## Text excerpt
--- begin ---

The research field of artificial molecular machines, which began in the early 1990s [11], has rapidly grown and has currently reached a significant degree of maturity, as witnessed by the publication of monographies [4], books [12], many review articles [5-8,10], and hundreds of scientific papers. In the past decade, the device-driven ingenuity of chemists and the use of increasingly sophisticated methodologies for molecular synthesis and characterization allowed the realization of a wide range of nanoscale devices, including mechanical switches [13,14], tweezers [15], valves [16], gyroscopes [17], elevators [18], and linear [19] and rotary [20] motors.
Multicomponent molecular systems such as rotaxanes and related species are frequently used to realize molecular devices and machines [4-8]. In their simplest form, rotaxanes are composed of a thread-like molecule (the axle) surrounded by a macrocyclic molecule (the ring) and terminated at both ends with bulky groups (the stoppers) that prevent the components from disassembling. If the thread-like component does not have stoppers, the resulting ring–axle complex, termed pseudorotaxane, is in equilibrium with the separated molecular components in solution. The formation of the pseudorotaxane is enabled by the presence of noncovalent interactions between the ring and the axle, which can be modulated by an external stimulus, such that the threading and dethreading of the molecular components can be controlled (Figure 1a). Studies on switchable pseudorotaxanes form the basis of the field of artificial molecular machines and are a necessary premise for the realization of more sophisticated systems.
Today, the stimulus-controlled threading and dethreading of pseudorotaxanes are well known processes that have been realized with a wide variety of chemical structures [4-8]. They involve the ability to adjust the thermodynamic stability of the complex with respect to the separated molecular components. This, in turn, is related to the modulation of the noncovalent intercomponent interactions. Far less investigated are strategies that cause the threading/dethreading to occur along a specific direction, that is, to obtain the unidirectional transit of the ring along a nonsymmetric molecular axle, as shown in Figure 1b[21]. Such strategies require both thermodynamic and kinetic control over the threading and dethreading processes and are the basis of the construction of linear (Figure 1c) and rotary (Figure 1d) molecular motors.

--- end ---

## Exercise description
Please answer from the text on molecular machines: what is the ring–axle complex called when the thread-like component has no stoppers?

## Records provided
--- begin ---

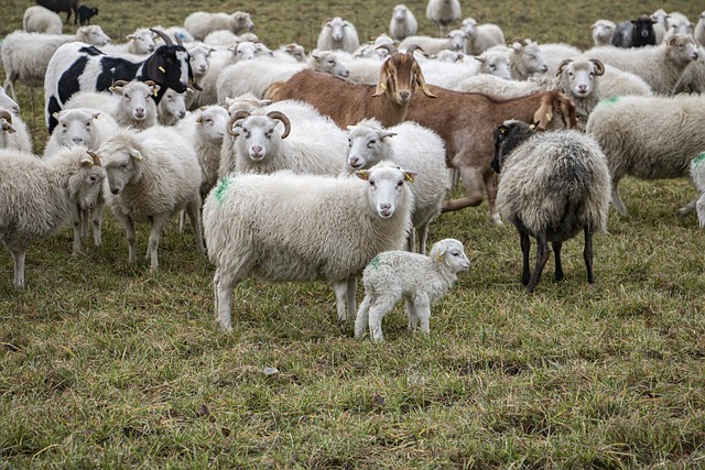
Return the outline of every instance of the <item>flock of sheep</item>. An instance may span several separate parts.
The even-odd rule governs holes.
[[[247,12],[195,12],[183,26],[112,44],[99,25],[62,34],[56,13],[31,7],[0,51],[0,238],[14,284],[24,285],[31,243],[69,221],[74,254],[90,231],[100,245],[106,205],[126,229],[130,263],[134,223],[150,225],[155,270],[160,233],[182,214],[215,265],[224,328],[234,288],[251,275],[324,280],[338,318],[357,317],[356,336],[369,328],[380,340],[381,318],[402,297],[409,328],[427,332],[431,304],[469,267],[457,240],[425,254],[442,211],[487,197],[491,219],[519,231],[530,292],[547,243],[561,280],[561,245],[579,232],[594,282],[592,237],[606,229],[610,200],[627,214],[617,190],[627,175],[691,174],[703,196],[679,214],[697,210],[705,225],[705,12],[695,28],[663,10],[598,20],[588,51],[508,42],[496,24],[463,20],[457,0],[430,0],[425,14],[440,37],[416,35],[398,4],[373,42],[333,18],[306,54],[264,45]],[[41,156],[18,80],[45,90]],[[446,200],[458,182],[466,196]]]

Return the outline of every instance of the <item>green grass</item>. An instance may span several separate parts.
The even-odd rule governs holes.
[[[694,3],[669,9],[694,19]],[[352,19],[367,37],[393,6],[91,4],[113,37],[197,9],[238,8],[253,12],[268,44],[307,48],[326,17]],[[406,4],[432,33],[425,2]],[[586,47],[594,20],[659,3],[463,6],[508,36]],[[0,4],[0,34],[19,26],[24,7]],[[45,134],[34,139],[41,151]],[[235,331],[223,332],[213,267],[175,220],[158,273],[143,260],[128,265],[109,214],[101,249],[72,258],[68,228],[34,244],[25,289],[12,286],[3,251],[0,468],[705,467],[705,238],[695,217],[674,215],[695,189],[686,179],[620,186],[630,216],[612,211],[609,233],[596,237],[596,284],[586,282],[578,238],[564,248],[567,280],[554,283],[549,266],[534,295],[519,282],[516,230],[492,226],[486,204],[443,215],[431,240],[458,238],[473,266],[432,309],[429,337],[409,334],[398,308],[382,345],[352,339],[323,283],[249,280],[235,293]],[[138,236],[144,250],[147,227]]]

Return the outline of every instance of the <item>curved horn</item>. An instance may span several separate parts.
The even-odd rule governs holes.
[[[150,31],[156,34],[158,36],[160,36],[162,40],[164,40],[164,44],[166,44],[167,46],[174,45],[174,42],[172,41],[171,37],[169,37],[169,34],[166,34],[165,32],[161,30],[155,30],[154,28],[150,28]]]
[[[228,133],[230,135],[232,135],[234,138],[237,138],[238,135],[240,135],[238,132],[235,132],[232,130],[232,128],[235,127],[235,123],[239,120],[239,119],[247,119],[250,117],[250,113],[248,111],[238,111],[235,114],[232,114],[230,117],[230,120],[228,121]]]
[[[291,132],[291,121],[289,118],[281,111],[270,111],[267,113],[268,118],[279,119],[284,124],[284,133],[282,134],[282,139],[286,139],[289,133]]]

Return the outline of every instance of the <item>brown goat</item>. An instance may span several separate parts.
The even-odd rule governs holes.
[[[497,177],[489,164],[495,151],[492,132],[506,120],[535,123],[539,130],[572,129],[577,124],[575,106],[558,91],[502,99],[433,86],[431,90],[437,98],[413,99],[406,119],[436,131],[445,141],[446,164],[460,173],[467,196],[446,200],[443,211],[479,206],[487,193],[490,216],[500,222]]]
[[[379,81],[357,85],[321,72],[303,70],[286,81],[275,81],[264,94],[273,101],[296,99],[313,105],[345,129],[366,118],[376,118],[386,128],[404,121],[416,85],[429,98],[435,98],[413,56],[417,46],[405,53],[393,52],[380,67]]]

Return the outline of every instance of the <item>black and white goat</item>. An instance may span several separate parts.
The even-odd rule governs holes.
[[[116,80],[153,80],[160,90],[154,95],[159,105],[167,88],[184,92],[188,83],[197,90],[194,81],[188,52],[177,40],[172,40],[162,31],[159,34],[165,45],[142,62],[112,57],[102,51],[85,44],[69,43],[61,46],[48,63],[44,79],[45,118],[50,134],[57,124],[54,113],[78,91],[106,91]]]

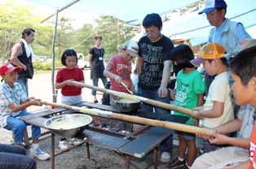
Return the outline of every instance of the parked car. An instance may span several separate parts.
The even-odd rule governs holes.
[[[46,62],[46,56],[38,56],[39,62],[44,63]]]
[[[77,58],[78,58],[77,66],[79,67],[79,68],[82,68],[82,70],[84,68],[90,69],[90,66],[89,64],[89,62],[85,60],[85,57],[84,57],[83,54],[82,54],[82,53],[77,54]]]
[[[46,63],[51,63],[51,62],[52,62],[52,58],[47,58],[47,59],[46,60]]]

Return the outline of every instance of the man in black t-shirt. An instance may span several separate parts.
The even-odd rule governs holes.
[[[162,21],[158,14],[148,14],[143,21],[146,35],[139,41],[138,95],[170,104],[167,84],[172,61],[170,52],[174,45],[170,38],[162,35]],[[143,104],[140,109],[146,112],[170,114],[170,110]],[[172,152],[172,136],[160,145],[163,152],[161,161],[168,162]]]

--- end ---
--- begin ---

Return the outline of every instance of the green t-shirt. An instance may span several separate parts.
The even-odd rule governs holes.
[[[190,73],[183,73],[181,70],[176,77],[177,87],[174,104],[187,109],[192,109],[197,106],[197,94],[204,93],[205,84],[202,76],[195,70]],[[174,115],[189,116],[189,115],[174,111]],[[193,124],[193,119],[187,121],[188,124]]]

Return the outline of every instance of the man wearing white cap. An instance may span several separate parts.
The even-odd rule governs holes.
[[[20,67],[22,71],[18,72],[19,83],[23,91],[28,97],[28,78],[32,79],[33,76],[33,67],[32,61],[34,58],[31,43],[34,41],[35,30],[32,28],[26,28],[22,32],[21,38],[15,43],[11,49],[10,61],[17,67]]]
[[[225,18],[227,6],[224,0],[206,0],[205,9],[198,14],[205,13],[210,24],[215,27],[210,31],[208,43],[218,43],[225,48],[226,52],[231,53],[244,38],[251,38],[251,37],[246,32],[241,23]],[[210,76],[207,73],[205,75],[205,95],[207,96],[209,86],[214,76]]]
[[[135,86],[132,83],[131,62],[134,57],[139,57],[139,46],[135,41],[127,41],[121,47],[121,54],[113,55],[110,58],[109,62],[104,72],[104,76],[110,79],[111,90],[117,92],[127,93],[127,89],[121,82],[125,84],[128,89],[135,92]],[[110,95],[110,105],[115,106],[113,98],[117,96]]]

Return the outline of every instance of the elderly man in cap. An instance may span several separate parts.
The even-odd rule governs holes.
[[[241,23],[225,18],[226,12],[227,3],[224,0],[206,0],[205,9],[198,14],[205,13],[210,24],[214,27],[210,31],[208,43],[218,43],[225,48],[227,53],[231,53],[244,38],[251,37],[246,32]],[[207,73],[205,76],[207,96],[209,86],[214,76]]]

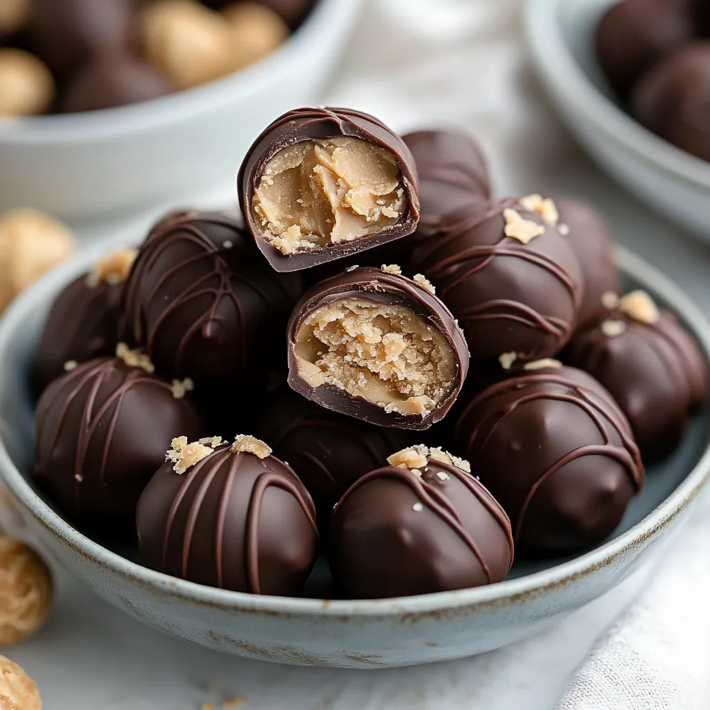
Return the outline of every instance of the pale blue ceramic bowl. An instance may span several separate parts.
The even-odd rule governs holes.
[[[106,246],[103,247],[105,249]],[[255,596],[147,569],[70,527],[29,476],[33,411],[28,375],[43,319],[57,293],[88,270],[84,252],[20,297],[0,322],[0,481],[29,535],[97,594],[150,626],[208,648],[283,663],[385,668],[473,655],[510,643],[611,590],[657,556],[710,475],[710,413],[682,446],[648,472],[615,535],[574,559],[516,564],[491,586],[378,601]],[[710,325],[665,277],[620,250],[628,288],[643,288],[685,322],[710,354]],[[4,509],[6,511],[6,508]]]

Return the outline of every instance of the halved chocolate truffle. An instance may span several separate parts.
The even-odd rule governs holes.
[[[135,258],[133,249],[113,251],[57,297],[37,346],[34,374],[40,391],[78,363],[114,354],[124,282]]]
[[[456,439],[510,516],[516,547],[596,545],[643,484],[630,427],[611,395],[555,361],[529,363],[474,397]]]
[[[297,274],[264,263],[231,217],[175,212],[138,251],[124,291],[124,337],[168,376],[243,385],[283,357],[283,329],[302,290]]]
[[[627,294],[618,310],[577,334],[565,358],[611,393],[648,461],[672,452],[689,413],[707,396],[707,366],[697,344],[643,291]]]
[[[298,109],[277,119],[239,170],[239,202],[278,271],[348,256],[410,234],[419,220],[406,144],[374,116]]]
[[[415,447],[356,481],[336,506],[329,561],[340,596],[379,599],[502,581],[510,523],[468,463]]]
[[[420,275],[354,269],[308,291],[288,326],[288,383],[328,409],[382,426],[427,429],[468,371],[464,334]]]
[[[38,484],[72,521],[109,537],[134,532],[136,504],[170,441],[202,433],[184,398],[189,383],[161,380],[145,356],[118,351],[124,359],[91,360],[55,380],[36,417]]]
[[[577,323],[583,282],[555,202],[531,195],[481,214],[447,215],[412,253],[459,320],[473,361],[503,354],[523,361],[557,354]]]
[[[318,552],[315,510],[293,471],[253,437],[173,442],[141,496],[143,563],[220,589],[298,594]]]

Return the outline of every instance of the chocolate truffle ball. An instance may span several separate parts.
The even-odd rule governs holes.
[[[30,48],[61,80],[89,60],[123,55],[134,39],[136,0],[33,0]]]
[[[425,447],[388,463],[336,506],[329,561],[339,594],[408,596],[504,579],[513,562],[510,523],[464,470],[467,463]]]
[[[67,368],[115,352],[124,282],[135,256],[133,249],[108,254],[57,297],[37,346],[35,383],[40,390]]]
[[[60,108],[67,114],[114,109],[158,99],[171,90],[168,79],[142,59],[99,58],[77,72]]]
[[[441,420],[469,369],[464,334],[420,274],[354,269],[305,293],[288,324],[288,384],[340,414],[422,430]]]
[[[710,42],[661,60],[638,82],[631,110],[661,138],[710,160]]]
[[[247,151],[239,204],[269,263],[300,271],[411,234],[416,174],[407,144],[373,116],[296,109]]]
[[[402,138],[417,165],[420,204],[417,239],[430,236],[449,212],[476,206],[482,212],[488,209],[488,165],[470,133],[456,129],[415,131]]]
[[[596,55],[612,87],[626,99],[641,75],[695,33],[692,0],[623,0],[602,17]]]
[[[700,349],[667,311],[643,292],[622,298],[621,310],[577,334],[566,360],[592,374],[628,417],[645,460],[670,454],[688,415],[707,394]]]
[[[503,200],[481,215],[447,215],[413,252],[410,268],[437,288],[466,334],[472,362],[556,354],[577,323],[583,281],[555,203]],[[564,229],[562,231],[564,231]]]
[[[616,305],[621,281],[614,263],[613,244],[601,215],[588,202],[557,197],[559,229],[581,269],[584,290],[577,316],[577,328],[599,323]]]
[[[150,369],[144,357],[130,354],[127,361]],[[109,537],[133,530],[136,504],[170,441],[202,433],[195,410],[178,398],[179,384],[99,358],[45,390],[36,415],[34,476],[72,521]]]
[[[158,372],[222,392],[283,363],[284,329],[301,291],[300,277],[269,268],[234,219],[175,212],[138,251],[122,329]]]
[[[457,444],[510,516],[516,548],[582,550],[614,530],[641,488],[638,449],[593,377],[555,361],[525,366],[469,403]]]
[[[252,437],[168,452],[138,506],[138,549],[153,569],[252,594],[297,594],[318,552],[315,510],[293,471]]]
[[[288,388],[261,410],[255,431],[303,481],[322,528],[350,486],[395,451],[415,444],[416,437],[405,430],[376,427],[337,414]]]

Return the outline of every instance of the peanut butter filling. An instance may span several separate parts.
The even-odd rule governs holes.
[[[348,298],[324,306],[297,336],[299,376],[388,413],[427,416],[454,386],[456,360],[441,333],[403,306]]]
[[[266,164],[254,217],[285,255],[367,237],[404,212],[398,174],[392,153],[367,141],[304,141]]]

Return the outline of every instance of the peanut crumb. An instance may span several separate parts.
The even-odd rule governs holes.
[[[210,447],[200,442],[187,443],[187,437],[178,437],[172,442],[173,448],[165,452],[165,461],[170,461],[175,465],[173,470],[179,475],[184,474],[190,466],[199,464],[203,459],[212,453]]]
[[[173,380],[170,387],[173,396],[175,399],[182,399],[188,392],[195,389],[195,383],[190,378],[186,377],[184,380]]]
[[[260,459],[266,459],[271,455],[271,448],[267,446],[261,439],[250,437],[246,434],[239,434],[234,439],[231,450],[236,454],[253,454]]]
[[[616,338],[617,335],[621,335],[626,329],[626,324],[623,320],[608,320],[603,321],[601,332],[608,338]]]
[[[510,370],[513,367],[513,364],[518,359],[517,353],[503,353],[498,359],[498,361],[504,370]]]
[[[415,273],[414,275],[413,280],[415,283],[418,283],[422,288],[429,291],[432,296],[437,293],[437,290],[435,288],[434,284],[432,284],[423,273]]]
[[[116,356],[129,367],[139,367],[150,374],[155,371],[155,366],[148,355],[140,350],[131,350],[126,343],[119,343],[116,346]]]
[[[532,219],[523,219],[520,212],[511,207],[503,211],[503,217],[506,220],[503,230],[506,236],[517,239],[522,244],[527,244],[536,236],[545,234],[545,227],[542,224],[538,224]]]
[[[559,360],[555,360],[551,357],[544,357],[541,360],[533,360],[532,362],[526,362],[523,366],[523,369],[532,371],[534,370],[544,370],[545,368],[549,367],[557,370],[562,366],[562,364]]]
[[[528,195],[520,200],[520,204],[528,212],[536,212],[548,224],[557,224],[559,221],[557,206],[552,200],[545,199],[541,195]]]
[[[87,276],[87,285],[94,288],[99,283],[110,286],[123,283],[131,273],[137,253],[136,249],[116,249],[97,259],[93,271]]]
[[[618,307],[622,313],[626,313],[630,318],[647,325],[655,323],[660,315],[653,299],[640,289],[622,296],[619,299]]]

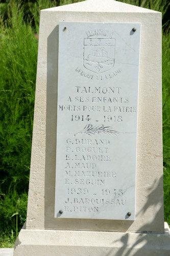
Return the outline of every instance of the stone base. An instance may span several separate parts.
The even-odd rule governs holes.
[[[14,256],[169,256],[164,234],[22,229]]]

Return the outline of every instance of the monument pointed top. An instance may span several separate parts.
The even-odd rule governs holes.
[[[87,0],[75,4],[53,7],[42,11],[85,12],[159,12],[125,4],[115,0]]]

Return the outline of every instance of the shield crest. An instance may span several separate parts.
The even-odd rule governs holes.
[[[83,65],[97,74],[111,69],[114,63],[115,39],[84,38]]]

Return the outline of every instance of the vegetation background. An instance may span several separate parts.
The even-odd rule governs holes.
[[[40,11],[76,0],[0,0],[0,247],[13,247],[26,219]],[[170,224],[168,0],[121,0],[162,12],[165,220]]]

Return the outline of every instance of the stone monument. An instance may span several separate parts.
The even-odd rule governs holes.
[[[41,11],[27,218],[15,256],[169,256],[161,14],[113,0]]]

--- end ---

## Answer to the task
A pseudorotaxane.